PROVIDED MATERIAL START

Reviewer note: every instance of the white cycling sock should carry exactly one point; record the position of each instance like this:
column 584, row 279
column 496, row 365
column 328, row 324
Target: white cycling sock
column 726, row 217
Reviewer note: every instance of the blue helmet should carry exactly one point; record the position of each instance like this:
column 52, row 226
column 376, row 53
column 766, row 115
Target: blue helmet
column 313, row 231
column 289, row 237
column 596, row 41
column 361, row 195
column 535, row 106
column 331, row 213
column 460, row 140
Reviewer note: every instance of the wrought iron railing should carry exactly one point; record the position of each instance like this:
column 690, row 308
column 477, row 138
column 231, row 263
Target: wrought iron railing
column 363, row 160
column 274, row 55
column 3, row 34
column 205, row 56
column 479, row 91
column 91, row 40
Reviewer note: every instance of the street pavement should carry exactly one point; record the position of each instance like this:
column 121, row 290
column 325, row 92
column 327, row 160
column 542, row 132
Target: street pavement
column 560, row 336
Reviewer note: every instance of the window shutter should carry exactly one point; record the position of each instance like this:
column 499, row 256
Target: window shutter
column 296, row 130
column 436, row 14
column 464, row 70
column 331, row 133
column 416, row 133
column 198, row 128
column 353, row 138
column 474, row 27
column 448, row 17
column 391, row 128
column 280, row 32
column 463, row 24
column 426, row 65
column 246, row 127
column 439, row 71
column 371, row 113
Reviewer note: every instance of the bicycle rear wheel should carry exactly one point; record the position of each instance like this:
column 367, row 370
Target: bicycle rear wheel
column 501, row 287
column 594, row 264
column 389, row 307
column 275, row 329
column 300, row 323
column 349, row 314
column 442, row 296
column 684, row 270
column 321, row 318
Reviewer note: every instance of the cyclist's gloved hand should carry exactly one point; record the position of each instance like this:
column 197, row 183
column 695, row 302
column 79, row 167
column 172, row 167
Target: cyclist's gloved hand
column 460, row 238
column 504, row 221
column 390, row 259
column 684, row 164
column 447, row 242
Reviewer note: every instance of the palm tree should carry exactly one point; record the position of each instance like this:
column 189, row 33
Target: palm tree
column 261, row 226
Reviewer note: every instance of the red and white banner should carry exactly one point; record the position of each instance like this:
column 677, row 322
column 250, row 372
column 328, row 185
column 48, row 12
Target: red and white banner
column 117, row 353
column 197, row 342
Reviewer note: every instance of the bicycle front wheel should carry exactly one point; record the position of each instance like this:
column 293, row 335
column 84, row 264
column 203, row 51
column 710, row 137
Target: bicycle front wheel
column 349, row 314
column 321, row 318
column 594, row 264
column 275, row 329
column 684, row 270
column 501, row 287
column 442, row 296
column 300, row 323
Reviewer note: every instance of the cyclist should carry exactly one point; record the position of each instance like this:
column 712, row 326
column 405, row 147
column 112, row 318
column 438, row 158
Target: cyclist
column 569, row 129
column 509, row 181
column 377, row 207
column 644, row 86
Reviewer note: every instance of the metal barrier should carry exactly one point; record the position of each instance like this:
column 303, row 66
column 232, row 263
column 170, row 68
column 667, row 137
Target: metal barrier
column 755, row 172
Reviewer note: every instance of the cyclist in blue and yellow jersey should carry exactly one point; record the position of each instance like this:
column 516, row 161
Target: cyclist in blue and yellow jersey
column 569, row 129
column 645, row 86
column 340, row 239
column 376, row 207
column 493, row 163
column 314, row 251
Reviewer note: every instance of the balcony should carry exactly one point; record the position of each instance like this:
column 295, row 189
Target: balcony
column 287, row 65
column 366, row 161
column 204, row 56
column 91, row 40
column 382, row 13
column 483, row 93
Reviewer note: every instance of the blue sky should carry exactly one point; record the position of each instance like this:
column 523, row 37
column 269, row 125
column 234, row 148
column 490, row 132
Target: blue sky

PROVIDED MATERIAL END

◆ **WHAT YOU HAVE TO DO**
Please return the lines above that run from the line containing "column 84, row 264" to the line containing "column 405, row 147", inclusive, exactly and with no other lines.

◆ **SOLUTION FOR THIS EXERCISE**
column 84, row 264
column 203, row 51
column 710, row 137
Target: bicycle front wheel
column 349, row 314
column 321, row 318
column 594, row 264
column 275, row 329
column 684, row 270
column 501, row 287
column 442, row 296
column 300, row 323
Reviewer note: every instance of the cyclist should carry exactly one point; record the position of each instance like this:
column 712, row 326
column 405, row 147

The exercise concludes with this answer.